Problem to solve: Return every line of the material that contains the string "sign", matching case exactly.

Task material:
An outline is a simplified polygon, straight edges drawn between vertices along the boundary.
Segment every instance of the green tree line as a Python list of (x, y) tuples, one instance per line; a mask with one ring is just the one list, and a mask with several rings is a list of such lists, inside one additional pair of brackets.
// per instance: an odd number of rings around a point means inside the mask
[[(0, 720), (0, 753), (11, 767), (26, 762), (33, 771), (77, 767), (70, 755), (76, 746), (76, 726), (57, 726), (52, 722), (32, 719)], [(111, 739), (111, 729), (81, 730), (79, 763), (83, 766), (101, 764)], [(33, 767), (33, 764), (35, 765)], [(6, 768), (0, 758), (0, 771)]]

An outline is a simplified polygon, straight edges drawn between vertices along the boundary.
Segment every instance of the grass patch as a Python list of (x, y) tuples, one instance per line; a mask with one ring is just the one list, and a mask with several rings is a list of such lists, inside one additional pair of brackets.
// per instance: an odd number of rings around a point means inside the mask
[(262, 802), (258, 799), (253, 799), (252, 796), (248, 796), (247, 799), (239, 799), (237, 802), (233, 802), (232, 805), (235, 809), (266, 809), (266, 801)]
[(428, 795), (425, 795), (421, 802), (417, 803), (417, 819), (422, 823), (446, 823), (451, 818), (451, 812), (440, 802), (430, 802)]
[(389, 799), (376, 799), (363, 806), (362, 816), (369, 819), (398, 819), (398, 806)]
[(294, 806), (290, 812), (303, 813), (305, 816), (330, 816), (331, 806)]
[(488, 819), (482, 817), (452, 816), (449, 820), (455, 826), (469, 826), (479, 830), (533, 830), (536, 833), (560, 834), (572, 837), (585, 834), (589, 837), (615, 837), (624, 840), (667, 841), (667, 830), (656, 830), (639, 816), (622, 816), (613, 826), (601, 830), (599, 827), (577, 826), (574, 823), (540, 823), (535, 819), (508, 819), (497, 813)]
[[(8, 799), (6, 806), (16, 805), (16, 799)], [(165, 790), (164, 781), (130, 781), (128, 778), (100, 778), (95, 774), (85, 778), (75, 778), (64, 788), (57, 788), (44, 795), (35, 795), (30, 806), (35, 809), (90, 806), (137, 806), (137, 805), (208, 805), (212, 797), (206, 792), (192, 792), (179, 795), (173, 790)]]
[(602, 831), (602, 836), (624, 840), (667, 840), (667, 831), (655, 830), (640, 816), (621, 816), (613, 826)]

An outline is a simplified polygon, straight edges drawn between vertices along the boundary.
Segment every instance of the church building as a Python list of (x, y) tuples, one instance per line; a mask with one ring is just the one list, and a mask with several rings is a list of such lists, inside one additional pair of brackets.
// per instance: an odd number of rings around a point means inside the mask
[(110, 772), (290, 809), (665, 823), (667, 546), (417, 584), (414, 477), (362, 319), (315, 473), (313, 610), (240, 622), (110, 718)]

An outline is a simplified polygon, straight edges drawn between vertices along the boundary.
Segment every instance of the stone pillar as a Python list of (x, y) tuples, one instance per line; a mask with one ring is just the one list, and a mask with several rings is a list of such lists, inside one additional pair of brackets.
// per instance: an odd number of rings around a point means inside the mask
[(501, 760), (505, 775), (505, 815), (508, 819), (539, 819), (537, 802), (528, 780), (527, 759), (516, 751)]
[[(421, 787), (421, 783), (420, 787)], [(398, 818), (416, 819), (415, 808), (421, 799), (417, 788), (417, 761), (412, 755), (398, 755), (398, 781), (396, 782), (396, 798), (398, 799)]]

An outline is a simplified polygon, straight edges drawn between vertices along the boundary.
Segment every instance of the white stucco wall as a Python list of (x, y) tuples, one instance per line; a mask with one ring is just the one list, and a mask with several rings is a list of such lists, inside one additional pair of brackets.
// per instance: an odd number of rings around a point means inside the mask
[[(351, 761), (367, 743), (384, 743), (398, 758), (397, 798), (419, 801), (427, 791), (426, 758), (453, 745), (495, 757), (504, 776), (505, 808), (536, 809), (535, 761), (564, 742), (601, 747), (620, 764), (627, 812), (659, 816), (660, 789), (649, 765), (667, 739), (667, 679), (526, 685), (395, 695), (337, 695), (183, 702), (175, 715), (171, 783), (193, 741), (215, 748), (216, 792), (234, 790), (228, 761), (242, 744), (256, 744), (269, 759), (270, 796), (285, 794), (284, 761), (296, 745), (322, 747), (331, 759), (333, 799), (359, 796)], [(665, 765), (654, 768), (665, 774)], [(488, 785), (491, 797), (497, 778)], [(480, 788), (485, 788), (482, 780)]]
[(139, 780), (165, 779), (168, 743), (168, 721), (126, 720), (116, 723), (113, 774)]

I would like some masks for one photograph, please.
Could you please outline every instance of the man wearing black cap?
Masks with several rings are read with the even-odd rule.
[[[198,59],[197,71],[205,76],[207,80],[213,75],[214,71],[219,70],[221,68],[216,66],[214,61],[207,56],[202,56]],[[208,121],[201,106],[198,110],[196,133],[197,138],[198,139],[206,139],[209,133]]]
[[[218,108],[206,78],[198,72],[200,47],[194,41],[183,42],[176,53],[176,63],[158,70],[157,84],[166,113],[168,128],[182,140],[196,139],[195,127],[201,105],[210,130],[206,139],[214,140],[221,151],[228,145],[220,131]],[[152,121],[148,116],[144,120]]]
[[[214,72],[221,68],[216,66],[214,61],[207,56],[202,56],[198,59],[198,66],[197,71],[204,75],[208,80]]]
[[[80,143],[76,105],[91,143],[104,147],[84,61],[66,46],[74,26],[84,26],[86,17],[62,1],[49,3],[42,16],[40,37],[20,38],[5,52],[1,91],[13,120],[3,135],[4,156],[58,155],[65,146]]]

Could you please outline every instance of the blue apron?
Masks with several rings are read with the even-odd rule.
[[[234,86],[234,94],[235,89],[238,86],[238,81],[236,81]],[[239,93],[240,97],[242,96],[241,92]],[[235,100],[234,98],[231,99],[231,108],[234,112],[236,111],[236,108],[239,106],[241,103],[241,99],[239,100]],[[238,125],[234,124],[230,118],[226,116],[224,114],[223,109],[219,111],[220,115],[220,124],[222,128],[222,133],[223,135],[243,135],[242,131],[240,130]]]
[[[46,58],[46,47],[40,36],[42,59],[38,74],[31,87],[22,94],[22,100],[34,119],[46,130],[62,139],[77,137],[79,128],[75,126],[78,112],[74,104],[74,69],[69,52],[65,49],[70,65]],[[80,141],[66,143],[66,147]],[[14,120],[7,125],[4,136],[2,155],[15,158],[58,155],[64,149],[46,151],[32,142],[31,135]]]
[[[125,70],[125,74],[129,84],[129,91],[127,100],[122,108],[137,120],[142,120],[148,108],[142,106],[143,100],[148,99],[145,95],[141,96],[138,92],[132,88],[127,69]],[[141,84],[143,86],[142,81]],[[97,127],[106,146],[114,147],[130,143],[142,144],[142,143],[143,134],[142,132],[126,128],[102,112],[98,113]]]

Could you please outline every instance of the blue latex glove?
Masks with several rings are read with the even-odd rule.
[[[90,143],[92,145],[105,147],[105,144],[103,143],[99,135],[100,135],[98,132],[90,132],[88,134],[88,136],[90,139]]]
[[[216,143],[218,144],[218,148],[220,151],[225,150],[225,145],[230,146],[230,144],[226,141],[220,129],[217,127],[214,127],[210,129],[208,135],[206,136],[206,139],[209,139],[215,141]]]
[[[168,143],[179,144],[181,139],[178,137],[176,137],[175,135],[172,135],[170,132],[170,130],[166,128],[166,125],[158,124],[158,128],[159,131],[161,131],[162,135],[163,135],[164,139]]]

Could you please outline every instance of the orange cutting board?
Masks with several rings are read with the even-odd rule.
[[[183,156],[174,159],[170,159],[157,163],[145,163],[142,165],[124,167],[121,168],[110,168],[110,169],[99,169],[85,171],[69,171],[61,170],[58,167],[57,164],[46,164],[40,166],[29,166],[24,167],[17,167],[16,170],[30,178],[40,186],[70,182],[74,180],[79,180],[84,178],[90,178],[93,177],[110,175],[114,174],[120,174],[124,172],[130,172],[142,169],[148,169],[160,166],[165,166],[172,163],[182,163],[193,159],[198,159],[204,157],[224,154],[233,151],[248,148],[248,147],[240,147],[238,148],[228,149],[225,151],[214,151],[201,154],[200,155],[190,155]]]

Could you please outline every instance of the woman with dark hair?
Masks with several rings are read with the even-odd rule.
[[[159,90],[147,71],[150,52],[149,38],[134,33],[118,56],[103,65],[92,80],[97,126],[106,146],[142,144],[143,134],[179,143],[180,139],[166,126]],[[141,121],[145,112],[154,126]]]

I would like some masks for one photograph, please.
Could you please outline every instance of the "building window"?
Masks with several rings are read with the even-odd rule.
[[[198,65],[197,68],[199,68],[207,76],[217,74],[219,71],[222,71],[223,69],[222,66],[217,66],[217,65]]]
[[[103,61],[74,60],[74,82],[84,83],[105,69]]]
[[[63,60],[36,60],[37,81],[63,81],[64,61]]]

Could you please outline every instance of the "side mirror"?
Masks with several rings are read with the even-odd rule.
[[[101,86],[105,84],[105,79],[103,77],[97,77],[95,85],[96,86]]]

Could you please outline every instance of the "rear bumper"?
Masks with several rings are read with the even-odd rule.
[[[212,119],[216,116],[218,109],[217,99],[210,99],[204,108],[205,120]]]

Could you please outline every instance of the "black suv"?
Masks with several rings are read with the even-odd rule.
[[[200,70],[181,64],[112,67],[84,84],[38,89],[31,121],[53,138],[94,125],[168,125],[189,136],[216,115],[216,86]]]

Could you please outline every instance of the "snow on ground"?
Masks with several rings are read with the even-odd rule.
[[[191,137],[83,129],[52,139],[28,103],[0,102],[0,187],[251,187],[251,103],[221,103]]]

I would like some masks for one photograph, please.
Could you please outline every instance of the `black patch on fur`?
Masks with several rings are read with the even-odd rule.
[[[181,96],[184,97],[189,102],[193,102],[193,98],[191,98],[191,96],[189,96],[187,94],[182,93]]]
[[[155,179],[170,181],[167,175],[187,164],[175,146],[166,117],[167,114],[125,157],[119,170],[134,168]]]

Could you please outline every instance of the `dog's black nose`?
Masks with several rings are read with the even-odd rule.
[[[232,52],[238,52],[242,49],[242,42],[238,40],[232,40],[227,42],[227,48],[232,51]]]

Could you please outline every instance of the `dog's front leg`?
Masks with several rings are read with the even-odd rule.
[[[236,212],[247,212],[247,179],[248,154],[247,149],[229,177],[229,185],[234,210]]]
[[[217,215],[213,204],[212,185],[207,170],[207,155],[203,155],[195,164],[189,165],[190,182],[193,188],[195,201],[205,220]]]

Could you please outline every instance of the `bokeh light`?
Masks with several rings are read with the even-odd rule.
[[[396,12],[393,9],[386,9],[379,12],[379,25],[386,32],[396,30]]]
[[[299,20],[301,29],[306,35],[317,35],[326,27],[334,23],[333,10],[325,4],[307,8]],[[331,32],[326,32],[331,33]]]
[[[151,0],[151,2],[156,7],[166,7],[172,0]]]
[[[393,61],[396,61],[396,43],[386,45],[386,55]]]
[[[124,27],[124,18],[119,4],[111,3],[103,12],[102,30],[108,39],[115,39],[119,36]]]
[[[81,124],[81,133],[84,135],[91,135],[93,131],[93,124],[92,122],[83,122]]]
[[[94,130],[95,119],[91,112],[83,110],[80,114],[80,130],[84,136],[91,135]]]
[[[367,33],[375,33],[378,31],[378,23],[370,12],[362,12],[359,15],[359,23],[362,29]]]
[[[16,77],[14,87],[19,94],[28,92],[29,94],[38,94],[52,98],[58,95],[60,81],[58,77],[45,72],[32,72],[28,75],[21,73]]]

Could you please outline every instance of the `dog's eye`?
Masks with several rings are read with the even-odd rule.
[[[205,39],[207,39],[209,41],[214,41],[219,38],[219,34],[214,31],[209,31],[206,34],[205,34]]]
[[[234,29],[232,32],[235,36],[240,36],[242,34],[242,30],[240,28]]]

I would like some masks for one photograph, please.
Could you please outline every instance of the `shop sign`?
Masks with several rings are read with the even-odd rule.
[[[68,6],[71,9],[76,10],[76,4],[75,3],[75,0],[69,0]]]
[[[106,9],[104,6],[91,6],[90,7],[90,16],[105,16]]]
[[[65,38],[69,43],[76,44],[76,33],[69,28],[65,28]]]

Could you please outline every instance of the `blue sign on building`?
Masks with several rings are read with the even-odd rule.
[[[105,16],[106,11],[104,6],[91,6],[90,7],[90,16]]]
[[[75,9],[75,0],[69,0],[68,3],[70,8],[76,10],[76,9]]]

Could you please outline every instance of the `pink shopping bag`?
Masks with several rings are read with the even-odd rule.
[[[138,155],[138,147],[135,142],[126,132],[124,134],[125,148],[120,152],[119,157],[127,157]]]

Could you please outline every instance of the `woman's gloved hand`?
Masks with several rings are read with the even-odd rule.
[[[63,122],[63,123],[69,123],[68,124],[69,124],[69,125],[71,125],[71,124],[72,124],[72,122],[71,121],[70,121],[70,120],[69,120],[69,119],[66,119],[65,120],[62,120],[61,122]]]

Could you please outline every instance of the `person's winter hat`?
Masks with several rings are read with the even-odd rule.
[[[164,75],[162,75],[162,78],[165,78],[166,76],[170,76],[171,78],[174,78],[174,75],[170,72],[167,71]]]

Exercise solution:
Could you please outline every instance of the `shop sign`?
Could you please outline every instance of the `blue sign on building`?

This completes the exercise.